* _Work to be completed_
Copy out every line of the listing below that contains the word "pipe".

* _Supplied records_
============================================================
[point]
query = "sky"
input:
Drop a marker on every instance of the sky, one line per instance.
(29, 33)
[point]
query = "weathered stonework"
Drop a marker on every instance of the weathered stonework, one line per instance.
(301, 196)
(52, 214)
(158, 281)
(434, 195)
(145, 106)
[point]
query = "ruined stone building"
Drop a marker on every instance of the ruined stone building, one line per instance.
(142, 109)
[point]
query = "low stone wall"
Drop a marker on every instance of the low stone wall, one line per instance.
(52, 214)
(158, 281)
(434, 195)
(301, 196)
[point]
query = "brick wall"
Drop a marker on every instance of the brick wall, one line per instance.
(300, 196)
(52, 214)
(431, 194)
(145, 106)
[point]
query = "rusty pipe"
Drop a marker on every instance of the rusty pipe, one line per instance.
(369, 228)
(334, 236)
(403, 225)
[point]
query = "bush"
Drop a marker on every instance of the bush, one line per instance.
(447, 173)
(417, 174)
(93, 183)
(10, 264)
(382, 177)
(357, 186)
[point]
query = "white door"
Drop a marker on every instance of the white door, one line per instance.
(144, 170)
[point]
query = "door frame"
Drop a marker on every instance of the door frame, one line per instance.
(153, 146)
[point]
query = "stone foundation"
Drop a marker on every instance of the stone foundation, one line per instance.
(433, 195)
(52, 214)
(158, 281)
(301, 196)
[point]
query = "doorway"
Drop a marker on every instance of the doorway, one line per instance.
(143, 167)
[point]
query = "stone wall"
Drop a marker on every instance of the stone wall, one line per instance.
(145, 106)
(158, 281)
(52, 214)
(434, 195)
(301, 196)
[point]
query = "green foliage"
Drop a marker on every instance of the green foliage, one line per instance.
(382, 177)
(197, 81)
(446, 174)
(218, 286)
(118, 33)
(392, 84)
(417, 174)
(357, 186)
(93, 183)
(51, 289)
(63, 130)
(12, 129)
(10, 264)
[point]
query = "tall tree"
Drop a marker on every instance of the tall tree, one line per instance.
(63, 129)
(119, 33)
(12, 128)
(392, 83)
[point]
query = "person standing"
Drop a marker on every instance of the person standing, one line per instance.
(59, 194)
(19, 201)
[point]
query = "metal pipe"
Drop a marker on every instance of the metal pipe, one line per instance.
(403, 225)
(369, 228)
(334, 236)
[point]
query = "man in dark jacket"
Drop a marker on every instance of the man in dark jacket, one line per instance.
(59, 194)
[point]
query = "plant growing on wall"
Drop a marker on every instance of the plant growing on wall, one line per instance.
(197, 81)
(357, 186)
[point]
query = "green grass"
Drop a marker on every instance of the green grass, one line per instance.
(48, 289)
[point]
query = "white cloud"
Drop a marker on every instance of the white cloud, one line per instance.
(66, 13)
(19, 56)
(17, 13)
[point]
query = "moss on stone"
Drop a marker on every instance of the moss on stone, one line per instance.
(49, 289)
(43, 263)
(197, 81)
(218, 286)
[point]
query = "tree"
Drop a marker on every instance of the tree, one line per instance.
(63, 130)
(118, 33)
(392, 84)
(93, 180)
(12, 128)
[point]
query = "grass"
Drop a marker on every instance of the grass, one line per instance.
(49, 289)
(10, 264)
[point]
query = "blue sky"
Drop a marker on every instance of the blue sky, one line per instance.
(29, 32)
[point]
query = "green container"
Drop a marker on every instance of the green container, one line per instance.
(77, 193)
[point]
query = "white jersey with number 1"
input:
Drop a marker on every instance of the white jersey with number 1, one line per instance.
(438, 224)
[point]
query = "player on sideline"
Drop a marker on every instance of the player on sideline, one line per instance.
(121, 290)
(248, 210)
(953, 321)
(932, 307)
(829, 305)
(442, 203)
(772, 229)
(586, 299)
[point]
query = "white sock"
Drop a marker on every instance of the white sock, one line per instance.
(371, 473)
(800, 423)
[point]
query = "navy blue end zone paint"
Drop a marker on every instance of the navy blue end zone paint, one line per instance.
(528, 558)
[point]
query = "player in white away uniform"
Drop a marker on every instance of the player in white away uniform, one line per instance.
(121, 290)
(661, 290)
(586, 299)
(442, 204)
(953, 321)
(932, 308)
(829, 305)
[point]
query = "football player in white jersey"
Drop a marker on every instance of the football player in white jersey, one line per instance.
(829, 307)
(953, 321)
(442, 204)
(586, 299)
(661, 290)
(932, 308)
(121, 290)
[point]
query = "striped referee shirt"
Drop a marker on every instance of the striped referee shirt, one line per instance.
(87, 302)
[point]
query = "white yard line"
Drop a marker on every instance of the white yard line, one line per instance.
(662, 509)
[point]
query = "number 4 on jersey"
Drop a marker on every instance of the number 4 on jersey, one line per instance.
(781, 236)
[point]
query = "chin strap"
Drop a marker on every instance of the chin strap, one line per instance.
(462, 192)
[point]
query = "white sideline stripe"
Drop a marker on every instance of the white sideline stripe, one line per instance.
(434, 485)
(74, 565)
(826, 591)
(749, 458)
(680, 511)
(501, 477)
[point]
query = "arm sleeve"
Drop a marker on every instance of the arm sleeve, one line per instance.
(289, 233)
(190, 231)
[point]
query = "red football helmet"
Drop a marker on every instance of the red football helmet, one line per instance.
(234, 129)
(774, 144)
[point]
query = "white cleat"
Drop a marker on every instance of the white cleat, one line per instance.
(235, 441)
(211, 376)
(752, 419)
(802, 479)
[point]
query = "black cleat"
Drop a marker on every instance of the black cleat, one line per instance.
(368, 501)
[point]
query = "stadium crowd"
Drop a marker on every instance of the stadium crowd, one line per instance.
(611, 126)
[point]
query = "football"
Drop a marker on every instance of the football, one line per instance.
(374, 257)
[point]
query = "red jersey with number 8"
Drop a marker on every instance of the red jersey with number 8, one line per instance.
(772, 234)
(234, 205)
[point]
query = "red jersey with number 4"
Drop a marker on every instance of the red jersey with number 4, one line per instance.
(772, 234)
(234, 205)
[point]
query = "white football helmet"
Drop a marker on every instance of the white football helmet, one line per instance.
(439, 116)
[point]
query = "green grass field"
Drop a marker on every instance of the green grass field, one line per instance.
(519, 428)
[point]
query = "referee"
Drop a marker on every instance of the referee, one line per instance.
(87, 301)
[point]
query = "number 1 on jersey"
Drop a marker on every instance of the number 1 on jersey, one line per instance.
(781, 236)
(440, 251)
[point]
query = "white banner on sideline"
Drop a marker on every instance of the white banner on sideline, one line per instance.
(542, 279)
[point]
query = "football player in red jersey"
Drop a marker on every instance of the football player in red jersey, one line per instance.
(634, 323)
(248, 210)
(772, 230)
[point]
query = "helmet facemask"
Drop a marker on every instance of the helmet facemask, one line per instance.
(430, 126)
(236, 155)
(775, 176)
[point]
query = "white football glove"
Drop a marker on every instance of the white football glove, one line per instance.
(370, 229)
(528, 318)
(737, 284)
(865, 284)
============================================================
* _Worked answer_
query = "rusty pipe"
Drop a marker on every instance of the rusty pipe, one line per instance.
query = "metal pipe"
Drop a marker on every instance of the metal pipe, one line per instance.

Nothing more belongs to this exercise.